_Short exercise_.
Reproduce every entry exactly, without alteration.

Records
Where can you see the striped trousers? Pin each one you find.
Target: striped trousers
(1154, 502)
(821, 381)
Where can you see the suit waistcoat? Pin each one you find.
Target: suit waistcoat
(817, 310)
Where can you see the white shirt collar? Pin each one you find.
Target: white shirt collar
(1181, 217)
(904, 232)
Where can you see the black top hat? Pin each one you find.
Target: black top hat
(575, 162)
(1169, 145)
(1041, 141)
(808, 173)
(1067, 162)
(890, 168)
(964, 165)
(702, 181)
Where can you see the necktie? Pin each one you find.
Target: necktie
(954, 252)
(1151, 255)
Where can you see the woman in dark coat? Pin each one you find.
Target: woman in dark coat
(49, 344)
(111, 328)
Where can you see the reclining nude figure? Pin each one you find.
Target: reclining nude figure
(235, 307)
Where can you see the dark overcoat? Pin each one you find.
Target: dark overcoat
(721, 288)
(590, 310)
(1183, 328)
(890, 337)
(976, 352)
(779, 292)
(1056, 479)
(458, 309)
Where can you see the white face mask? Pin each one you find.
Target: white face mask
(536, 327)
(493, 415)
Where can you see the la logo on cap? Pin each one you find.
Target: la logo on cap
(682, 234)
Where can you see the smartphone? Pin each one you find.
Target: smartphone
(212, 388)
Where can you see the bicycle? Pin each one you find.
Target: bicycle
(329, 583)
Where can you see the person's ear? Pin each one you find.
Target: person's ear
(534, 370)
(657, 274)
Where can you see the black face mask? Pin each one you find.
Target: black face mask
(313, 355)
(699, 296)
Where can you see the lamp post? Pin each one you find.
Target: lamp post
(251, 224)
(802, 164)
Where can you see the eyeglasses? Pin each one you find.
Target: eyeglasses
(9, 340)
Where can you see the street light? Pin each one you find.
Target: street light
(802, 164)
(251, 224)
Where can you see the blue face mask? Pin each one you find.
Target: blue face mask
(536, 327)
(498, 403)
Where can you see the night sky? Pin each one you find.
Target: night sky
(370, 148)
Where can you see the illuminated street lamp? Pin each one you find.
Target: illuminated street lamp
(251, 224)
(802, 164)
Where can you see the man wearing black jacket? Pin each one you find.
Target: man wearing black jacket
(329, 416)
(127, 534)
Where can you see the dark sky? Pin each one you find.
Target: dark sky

_Reply to the task_.
Where can you see the striped trousers? Pin each one you find.
Target: striped trousers
(1154, 502)
(821, 381)
Where can you see the suit waistcoat? Pin each one you find.
Target: suit waistcoat
(817, 310)
Where can you see the white shirt collar? Pin each one you find.
Target: white shirt collar
(1181, 217)
(904, 232)
Where can you see the black top hat? Pin each one you find.
Target: black top hat
(575, 162)
(1169, 145)
(1041, 141)
(808, 173)
(1067, 162)
(890, 168)
(964, 165)
(702, 181)
Where can you see the necktie? Pin each one you find.
Target: necktie
(954, 252)
(1151, 255)
Where can you see the woman in dark coat? Pin each one you find.
Target: woman in dark coat
(49, 344)
(111, 328)
Where can you see the reclining nude figure? Pin each one you find.
Target: reclining nude figure
(235, 307)
Where can you see the dark overcoat? Pin each one you find.
Target: dark overcoat
(721, 288)
(590, 310)
(1183, 328)
(890, 337)
(976, 352)
(779, 292)
(1056, 479)
(458, 309)
Where can you see the white face mask? Pin each one you find.
Target: white face mask
(536, 327)
(493, 415)
Where can you see the la logo on cap? Pin each one you find.
Target: la logo on cap
(682, 234)
Where can you see the smartphone? Pin each one you find.
Target: smartphone
(212, 388)
Where can you see the bicycle? Pin each one you find.
Target: bicycle
(329, 583)
Where can you see the person's ear? Pin each one you find.
Target: person's ear
(534, 370)
(657, 274)
Where can you see the black face mask? Pin each one you find.
Target: black face mask
(313, 355)
(699, 296)
Where can you see the lamp post? Pin each one you find.
Target: lamp post
(251, 224)
(802, 164)
Where can you see the eyeglasses? Pin each one you find.
Target: eyeglasses
(9, 340)
Where can you see the street light? Pin each one you find.
Target: street light
(802, 164)
(251, 224)
Where can you see the blue face mask? Pin each one you find.
Target: blue face mask
(536, 327)
(498, 403)
Where can you see the night sky? Pin each one you find.
Target: night sky
(370, 148)
Where can you see the illuminated street lamp? Pin each one you find.
Target: illuminated street lamp
(251, 224)
(802, 164)
Where can you see the man wearing black jacket? Pin each one you find.
Target: man wearing black jacket
(329, 416)
(127, 534)
Where can you see the dark sky? Pin each one you find.
Target: dark sky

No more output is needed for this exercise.